# GIVEN TEXT:
The cardiovascular physical examination includes inspection, palpation, and auscultation of the heart as well as examination of the arterial and venous pulses. (See "Examination of the precordial pulsation" and "Examination of the arterial pulse" and "Examination of the jugular venous pulse".) The genesis of heart sounds continues to be a subject of debate and the precise mechanisms of their production have not been identified with certainty. This topic will review the auscultation of heart sounds. The auscultation of cardiac murmurs is discussed separately. (See "Auscultation of cardiac murmurs".)
A variety of stethoscopes are available for auscultation of heart sounds. Many stethoscopes have a separate bell and diaphragm. The bell is most effective at transmitting lower frequency sounds, while the diaphragm is most effective at transmitting higher frequency sounds.
Some stethoscopes combine these functions into a single surface such that the intensity of pressure of the stethoscope against the skin determines whether the stethoscope functions as a bell or a diaphragm. In addition, pressing the bell more firmly against the skin alters the frequencies that are loudest towards those of a diaphragm such that higher frequency sounds become louder and lower frequency sounds become softer.
FIRST HEART SOUND (S1)
The classic hypothesis for the genesis of the first heart sound (S1), for which there is much support, relates the high-frequency components of S1 to mitral and tricuspid valve closure; the first component of S1 is attributed to mitral valve closure and the second to closure of the tricuspid valve [1-4]. A second hypothesis suggests that the principal high-frequency elements of S1 are related to movement and acceleration of blood in early systole, and are influenced by the peak rate of rise of left ventricular (LV) systolic pressure (dP/dt), which is a measure of contractility and ejection of blood into the root of the aorta .
S1 occurs just before or coincident with the upstroke of the carotid pulse. Mitral valve closure precedes the upstroke of the carotid pulse because it occurs before LV ejection begins. However, the delay between mitral valve closure and the upstroke of the carotid pulse normally is too short to be appreciated at the bedside. Tricuspid valve closure normally coincides with the upstroke of the carotid pulse.

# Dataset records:
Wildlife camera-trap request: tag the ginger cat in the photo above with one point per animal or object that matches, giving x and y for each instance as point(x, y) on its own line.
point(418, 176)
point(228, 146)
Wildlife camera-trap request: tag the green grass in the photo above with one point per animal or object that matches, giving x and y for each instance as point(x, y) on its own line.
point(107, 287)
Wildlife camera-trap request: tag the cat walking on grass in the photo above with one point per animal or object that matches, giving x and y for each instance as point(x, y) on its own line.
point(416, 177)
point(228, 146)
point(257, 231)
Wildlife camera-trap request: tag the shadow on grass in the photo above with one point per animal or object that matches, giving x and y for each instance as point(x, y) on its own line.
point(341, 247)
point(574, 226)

# WORK ORDER A:
In the text on heart sound auscultation, what does the classic hypothesis attribute the first component of S1 to?
# WORK ORDER B:
Condense the paragraph of the text on heart sound auscultation that begins "Some stethoscopes combine these functions" into a shorter version that keeps its main facts.
The records are material separate from the text.

# WRITTEN ANSWER A:
Mitral valve closure.

# WRITTEN ANSWER B:
Some stethoscopes use a single surface that acts as a bell or a diaphragm depending on how hard it is pressed against the skin. Pressing a bell more firmly shifts its loudest frequencies toward those of a diaphragm, making higher frequency sounds louder and lower frequency sounds softer.